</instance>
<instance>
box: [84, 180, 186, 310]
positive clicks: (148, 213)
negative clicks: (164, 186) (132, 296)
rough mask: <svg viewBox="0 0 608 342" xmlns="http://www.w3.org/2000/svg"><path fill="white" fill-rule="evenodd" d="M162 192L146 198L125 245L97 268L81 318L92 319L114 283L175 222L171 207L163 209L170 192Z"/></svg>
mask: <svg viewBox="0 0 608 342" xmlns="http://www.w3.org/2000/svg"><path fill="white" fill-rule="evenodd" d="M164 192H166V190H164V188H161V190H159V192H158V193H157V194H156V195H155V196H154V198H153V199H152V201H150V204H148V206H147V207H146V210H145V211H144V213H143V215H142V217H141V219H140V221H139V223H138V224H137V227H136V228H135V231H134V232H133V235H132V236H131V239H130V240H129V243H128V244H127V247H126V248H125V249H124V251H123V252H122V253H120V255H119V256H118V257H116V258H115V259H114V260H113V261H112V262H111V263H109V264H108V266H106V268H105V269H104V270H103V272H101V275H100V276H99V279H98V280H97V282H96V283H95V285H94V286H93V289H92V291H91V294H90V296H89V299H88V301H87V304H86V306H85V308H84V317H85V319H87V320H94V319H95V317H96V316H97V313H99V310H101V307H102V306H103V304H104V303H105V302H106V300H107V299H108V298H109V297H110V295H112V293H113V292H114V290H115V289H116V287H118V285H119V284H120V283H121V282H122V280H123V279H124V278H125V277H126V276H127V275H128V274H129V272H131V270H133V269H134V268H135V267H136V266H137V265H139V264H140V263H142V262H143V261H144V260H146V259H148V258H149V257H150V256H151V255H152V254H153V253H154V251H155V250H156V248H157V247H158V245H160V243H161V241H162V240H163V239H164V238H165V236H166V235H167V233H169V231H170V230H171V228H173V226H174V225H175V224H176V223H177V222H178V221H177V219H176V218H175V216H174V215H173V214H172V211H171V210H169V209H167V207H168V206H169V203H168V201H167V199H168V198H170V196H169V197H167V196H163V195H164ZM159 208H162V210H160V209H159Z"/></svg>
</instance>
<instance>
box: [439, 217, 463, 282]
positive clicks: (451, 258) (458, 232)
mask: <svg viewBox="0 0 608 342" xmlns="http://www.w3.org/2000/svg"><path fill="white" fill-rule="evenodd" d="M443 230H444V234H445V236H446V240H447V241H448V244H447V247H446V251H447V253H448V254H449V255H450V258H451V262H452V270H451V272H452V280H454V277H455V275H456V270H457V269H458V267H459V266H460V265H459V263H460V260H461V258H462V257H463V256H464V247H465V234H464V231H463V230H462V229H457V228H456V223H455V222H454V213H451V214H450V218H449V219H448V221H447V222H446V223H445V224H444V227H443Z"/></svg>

--

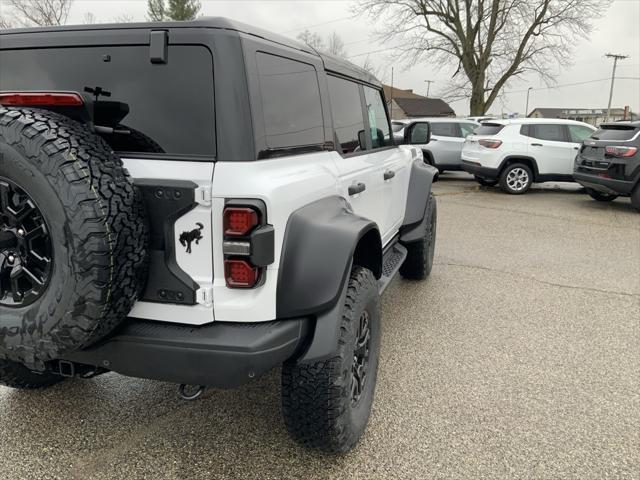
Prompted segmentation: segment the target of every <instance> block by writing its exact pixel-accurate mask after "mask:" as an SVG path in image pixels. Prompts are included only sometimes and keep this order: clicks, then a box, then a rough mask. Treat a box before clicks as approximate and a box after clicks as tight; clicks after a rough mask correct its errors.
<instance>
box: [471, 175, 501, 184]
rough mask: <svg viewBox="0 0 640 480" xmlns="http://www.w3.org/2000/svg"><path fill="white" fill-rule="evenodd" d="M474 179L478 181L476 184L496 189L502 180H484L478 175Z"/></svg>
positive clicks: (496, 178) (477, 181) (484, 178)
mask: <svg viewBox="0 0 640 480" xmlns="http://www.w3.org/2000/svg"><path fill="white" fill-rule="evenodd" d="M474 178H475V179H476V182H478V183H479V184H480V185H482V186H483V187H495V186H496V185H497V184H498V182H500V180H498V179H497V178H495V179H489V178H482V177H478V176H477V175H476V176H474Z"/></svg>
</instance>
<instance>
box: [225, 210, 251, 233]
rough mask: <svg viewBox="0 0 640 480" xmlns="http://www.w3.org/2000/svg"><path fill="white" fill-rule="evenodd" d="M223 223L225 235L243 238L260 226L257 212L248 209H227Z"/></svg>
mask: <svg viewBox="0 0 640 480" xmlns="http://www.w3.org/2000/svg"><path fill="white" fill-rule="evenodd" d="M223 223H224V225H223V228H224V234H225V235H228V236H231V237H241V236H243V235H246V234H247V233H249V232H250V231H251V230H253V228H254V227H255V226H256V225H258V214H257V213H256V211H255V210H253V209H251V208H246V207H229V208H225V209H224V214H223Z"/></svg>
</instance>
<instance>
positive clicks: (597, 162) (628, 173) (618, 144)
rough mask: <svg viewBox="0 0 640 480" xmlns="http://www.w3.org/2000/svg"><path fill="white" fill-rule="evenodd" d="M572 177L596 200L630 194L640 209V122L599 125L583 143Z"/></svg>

> _Assignment_: Retype exactly the lines of the data above that fall between the line with "box: [84, 180, 186, 310]" and the line with "negative clicks: (164, 186) (132, 296)", inclusive, and add nothing.

> _Written solution_:
box: [84, 180, 186, 310]
positive clicks: (148, 213)
negative clicks: (164, 186) (132, 296)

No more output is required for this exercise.